* [PAGE]:

A tragic loss leads a community to serve
But on a warm Tuesday morning in June, we managed to fit 500 people into our auditorium and an additional 200 into an overflow area. Outside stood 1,000-plus more people, dressed in red and holding red balloons.
View | Anthony LindenWhen the black hearse pulled out of the church parking lot onto South Main Street, the bystanders released their balloons. The funeral procession moved slowly through the rows of strangers and friends that lined both sides of the road.
Men and women, young and old, gathered together with hands over their hearts or tissues to their eyes as they said farewell to Shane Farrell, a boy that most had never met.
It was, for many, the most beautiful funeral they had seen.
Six days earlier, a tragic accident set forth a series of events that cannot be easily explained or understood. As news spread concerning the tragedy involving 13-year-old Shane Farrell, the exact details were uncertain. But a few horrible facts were clear: A school bus. A child on a bike. A death.

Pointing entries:
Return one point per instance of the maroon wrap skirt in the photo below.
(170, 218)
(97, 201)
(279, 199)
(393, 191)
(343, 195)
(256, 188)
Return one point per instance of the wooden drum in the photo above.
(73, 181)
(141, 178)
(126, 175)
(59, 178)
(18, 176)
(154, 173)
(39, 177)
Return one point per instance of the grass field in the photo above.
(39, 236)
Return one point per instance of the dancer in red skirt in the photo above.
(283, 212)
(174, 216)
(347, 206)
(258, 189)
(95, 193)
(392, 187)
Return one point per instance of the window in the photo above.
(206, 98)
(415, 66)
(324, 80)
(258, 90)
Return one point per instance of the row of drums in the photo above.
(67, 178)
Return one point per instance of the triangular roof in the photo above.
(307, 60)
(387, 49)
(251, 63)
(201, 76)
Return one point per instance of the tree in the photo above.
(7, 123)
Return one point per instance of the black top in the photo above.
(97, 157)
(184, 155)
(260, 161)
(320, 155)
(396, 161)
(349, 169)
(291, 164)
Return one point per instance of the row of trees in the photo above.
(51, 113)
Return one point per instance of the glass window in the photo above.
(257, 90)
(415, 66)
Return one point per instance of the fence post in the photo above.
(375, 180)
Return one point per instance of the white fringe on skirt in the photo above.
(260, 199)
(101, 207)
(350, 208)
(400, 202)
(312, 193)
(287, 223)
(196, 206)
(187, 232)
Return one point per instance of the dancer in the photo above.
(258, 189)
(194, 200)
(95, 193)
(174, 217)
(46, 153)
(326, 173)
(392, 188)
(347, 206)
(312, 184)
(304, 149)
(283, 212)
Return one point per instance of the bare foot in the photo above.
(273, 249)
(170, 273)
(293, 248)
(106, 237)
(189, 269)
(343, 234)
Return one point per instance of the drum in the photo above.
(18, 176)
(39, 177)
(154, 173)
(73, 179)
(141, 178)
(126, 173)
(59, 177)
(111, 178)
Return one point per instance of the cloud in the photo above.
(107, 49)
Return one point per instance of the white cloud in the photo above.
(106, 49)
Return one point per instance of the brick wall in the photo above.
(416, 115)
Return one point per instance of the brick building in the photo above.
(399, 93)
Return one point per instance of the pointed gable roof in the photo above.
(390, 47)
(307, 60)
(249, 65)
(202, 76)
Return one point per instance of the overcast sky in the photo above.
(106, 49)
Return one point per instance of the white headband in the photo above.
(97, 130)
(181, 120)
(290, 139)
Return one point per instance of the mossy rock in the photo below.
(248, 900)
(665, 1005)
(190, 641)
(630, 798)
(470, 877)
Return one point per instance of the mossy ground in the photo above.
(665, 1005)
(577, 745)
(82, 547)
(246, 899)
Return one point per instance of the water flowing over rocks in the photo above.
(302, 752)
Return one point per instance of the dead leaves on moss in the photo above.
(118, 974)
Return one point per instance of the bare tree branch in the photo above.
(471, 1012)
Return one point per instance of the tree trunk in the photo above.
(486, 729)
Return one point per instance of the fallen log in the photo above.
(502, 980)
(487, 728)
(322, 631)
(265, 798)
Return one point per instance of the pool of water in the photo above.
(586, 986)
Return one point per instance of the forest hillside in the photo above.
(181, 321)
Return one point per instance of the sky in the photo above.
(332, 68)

* [SET PROBLEM A]: From the article about Shane Farrell's funeral, return verbatim the stretch from "View | Anthony" through "of the road.".
* [SET PROBLEM B]: Decide whether each statement agrees with the article about Shane Farrell's funeral, answering yes or no and quoting the deciding words: (i) The auditorium held 500 people that Tuesday morning. (ii) Shane Farrell was 15 years old. (iii) The bystanders released their balloons as the hearse left the church parking lot.
Rely solely on the article about Shane Farrell's funeral.

* [RESPONSE A]:
View | Anthony LindenWhen the black hearse pulled out of the church parking lot onto South Main Street, the bystanders released their balloons. The funeral procession moved slowly through the rows of strangers and friends that lined both sides of the road.

* [RESPONSE B]:
(i) Yes: "we managed to fit 500 people into our auditorium"
(ii) No: "13-year-old Shane Farrell"
(iii) Yes: "When the black hearse pulled out of the church parking lot onto South Main Street, the bystanders released their balloons."